— START Excerpted passage —
Thursday, February 14, 2013

7: An Experimental Mutiny Against Excess Week 1

This Lenten season, my wife and I are foregoing the usual 40 days of fasting from one specific item or practice and instead are partaking in a social experiment.  We, along with several friends, will be participating in the study version of 7:  An Experimental Mutiny Against Excess, purchase at, by Jen Hatmaker. 
In the book, Jen  and some friends choose seven justice issues that they will interact with, one each month, by altering their lifestyles and habits in a way to better understand the hold that excess has on their lives and to draw closer to God.  The interactions look something like this:  for one month she will only eat seven items of food.  For another month, she will only wear seven articles of clothing (discounting socks and underwear).   And for another month she will only shop at seven stores.  And so on.  The book then chronicles her joys, struggles, and frustrations with these fasts, often in very funny ways.
— END Excerpted passage —
• Goal 1: In the blog post about the Lenten experiment, how many articles of clothing does Jen limit herself to for one month?
• Goal 2: Extract the passage of the blog post that begins at the words "This Lenten season, my" and stops after the words "by Jen Hatmaker.".
Answer using only the blog post above.
— START Data section —
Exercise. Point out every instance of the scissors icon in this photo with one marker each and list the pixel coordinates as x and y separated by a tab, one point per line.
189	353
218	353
— END Data section —
• Written reply 1: Seven, not counting socks and underwear.

• Written reply 2:
This Lenten season, my wife and I are foregoing the usual 40 days of fasting from one specific item or practice and instead are partaking in a social experiment.  We, along with several friends, will be participating in the study version of 7:  An Experimental Mutiny Against Excess, purchase at, by Jen Hatmaker.